MATERIAL PROVIDED:
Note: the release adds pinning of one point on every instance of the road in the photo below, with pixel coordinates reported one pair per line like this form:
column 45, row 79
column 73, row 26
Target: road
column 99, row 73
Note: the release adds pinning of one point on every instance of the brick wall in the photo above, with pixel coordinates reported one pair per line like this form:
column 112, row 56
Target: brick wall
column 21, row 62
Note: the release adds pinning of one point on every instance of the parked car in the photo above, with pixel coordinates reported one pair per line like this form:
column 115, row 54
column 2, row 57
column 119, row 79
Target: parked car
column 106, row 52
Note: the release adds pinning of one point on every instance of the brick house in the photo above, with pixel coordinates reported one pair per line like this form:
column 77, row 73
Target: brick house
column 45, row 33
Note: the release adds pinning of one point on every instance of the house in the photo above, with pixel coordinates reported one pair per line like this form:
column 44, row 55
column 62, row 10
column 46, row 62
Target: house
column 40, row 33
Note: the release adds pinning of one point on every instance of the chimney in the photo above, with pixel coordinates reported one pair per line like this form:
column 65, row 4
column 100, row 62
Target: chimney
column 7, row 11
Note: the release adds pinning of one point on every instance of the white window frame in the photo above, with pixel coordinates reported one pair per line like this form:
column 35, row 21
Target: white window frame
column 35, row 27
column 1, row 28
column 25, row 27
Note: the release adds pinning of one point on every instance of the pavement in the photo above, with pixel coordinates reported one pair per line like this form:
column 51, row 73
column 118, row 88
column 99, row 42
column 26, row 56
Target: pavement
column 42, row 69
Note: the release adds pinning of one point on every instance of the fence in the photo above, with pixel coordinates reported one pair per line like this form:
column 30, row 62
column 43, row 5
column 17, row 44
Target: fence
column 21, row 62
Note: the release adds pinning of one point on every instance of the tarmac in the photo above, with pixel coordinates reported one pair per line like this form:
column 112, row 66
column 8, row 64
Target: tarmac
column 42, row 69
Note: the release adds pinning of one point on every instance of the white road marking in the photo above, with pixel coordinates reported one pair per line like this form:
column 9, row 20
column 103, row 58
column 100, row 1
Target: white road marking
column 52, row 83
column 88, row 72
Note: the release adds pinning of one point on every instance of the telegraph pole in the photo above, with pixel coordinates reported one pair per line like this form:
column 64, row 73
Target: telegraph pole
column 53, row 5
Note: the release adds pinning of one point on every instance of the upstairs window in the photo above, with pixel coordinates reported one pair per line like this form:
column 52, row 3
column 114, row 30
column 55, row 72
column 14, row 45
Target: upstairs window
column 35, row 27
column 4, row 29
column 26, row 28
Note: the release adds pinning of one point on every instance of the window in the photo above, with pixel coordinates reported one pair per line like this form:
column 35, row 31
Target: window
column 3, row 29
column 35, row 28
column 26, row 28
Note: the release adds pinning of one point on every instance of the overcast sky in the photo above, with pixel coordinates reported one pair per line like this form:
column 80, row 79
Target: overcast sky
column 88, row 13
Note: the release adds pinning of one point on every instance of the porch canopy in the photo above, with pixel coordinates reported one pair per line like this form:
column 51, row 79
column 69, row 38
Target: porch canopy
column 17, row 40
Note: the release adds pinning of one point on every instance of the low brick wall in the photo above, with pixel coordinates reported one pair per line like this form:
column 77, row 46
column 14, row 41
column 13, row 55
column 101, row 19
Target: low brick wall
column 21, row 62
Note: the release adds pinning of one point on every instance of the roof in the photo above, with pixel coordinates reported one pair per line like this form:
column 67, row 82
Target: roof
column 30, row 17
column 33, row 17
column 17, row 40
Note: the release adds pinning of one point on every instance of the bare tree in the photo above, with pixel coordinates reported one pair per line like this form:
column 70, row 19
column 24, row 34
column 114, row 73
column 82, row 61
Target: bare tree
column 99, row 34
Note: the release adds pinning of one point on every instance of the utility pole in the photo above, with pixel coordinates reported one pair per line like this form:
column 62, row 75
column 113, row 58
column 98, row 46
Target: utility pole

INSTRUCTIONS FOR THE TASK:
In how many lines of the data does the word "utility" appear? Respond with the number and nothing more.

TASK SOLUTION:
2